[Opening Input data section]
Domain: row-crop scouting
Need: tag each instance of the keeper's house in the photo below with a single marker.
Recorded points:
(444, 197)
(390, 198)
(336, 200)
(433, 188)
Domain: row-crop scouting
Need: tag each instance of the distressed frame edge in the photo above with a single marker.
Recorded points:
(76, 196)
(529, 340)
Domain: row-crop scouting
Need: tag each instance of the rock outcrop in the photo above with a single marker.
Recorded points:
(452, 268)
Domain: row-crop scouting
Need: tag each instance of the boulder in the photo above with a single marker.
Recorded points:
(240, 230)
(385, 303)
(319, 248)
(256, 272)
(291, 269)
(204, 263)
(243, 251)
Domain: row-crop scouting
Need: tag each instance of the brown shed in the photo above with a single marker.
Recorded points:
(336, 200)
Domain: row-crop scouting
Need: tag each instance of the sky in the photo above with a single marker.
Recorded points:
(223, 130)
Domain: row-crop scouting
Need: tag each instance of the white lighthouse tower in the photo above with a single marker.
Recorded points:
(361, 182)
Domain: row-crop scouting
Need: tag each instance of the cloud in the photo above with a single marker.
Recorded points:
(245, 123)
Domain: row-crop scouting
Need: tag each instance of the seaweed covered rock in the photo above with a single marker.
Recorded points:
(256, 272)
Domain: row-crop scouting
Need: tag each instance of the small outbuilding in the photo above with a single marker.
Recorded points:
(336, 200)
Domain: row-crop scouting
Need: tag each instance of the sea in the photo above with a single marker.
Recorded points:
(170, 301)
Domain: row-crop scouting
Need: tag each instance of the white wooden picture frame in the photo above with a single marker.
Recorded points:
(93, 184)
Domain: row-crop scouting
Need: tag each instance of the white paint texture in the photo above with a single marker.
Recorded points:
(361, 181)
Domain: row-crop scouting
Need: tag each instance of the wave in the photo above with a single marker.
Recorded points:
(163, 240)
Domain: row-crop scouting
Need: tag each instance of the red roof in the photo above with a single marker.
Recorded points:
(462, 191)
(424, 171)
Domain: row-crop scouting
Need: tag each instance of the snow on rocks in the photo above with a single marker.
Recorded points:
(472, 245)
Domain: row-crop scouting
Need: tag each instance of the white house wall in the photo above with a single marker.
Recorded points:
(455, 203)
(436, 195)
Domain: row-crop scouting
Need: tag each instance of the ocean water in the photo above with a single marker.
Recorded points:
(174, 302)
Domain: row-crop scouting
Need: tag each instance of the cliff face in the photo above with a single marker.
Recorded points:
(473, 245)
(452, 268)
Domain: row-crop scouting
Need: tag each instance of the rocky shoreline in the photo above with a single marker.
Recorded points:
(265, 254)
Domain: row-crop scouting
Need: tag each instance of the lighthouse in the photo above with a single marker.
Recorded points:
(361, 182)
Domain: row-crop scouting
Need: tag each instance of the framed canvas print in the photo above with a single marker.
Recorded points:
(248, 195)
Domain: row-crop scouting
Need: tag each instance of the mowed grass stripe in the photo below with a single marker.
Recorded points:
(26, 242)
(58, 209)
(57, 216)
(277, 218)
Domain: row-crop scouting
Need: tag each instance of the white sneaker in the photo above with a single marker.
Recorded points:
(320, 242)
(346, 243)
[Closing Input data section]
What you should do » Would you output all of the material exactly as it reads?

Task solution »
Domain: row-crop scouting
Need: tag each instance of the keeper's house in the photo below with a single marker.
Recorded points:
(444, 197)
(390, 198)
(336, 200)
(433, 188)
Domain: row-crop scouting
Need: tag each instance of the distressed frame edge in the photo above with a single marker.
Recorded points:
(76, 196)
(529, 340)
Domain: row-crop scouting
Need: tag each instance of the rock outcrop in the photo above with a single marker.
Recorded points:
(452, 268)
Domain: row-crop scouting
Need: tag each instance of the boulder in the photo above with a single marker.
Recorded points:
(240, 230)
(385, 303)
(319, 248)
(256, 272)
(291, 269)
(204, 263)
(243, 251)
Domain: row-crop scouting
Need: tag each instance of the brown shed in the photo above with a single marker.
Recorded points:
(336, 200)
Domain: row-crop scouting
Need: tag each instance of the sky in the photo above with a single marker.
Recorded points:
(223, 130)
Domain: row-crop scouting
Need: tag each instance of the white lighthouse tower in the photo above with a single marker.
Recorded points:
(361, 182)
Domain: row-crop scouting
Need: tag each instance of the cloud in the photo above with a single marker.
Recorded points:
(245, 123)
Domain: row-crop scouting
Need: tag each instance of the seaweed covered rock in the photo above with a single marker.
Recorded points:
(256, 272)
Domain: row-crop scouting
Need: tag each instance of the small outbuilding in the photo above with a single marker.
Recorded points:
(336, 200)
Domain: row-crop scouting
Need: tag each instance of the sea in the photo above with a single marker.
Recorded points:
(170, 301)
Domain: row-crop scouting
Need: tag each instance of the white wooden picture frame in the photo above with a single marker.
Recorded points:
(93, 184)
Domain: row-crop scouting
Need: tag each instance of the white paint texture in the photo above with a single marker.
Recorded points:
(361, 181)
Domain: row-crop scouting
Need: tag each instance of the wave in the photo above with a single marker.
Recorded points:
(163, 240)
Domain: row-crop scouting
Need: tag each instance of the red roof in the photo above with a single marker.
Recorded points:
(462, 191)
(424, 171)
Domain: row-crop scouting
Need: tag each instance of the snow on rocks in the photo above with a single marker.
Recorded points:
(472, 245)
Domain: row-crop scouting
Need: tag each instance of the white house wall in the photo above with a single marker.
Recorded points:
(455, 203)
(436, 195)
Domain: row-crop scouting
Need: tag each instance of the ocean water in the photo above with a single marker.
Recorded points:
(174, 302)
Domain: row-crop scouting
Need: tag each instance of the cliff face in the photo above with a single marker.
Recorded points:
(473, 245)
(452, 268)
Domain: row-crop scouting
Need: tag each instance of the rocky shoreline in the photo above with a single marker.
Recorded points:
(265, 254)
Domain: row-crop scouting
Need: tag each instance of the lighthouse in the photo above with a single marker.
Recorded points:
(361, 182)
Domain: row-crop scouting
Need: tag each instance of the framed canvas print in the photo above with a single marker.
Recorded points:
(248, 195)
Domain: row-crop scouting
Need: tag each instance of the mowed grass stripe in the photo below with a single marker.
Recorded points:
(26, 242)
(58, 209)
(57, 216)
(277, 218)
Domain: row-crop scouting
Need: tag each instance of the white sneaker in the photo above with a single marker.
Recorded points:
(320, 242)
(346, 243)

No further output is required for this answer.